# Inside an Anonimo?



## fearless-five (Aug 30, 2009)

Does anyone know if the parts that are used inside an Anonimo watch are decent? I heard form a watch retailor in Philadelphia that they are crap on the inside.


----------



## elim (Jul 23, 2009)

Man I hope not or we all have some expensive watch cases..


----------



## nelsondevicenci (Nov 30, 2009)

If he said that... he is talking about the Swiss movements and modules ( Is the inside of Anonimo Timepieces ) like:

ETA 2824-2, ETA UT6497-1, ETA 2836-2, DUBOIS DEPRAZ 2035, 2073, 2038 chronograph module & 43035 w/ flyback function, MICAL 2892-17, ETA 2678 73/4˝, ETA-Valijoux 7750, ETA 2893-1, SOPROD module 9035, ETA UT6497-1, Soprod SO 9040/2892-A2-SO, Chronograph Jaquet 8112 modified and SELLITA SW200... do a research because all this is not crap.

This few movements and modules are used too for many manufactures in the Timepiece World... the only difference is... Anonimo built extraordinary cases then look for movements can fit into the case... So we have the best from Italy and Switzerland.... and believe me is true.


----------



## timefleas (Oct 10, 2008)

Fearless, I would suggest looking for a different retailer...


----------



## nelsondevicenci (Nov 30, 2009)

Please look forward for more info from an AD of Anonimo and many brands... Martin Pulli from www.martinpulli.com

His store is also in Phily.

Good Luck !


----------



## samanator (Mar 8, 2008)

And the Buick dealer will tell you that Chevys are junk, the Kitchen Aid dealer will tell you that Whirlpool are junk...for the most part the same guts with a different case (Package). You just want what he does not have. Over 95% of the watches in stores have the same movements inside. Even the grading by ETA does not always make it better in the real world.


----------



## bry1975 (Aug 28, 2006)

• • • • • • •

▶ [Stated goal a]
Which lines in the records contain the word "sailboat"? Copy each one.
The records that follow have no connection to the Anonimo thread.

▶ [The data]
• • • • • • •

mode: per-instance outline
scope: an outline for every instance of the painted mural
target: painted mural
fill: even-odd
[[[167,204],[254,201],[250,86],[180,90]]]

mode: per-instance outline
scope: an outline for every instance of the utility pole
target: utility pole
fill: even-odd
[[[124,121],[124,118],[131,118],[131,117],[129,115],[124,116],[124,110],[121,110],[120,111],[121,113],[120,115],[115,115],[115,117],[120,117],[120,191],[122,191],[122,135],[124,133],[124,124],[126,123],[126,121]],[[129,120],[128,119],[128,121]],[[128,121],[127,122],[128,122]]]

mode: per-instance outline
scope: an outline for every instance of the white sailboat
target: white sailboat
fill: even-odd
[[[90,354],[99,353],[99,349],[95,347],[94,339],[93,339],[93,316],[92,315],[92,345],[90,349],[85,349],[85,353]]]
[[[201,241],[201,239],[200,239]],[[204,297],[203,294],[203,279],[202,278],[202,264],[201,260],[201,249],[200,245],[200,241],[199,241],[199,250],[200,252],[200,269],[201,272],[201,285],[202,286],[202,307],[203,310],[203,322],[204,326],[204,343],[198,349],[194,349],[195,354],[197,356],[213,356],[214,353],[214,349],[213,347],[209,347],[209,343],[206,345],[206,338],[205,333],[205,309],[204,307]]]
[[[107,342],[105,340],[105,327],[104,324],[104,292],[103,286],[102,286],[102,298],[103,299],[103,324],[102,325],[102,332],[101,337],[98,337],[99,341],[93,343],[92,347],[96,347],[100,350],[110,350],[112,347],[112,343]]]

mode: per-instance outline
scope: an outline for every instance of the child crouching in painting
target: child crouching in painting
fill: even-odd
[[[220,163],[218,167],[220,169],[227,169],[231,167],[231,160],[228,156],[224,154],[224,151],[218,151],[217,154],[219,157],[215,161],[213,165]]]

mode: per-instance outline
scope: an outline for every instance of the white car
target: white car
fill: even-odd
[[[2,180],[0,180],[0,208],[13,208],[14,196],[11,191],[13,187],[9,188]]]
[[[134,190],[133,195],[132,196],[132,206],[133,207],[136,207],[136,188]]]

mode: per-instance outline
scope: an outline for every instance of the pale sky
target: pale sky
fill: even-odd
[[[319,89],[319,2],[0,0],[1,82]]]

• • • • • • •

▶ [Stated goal b]
Can you reproduce the Anonimo thread from "## fearless-five (Aug" up to and including "(Jul 23, 2009)"?

▶ [Result a]
scope: an outline for every instance of the white sailboat
target: white sailboat

▶ [Result b]
## fearless-five (Aug 30, 2009)

Does anyone know if the parts that are used inside an Anonimo watch are decent? I heard form a watch retailor in Philadelphia that they are crap on the inside.


----------



## elim (Jul 23, 2009)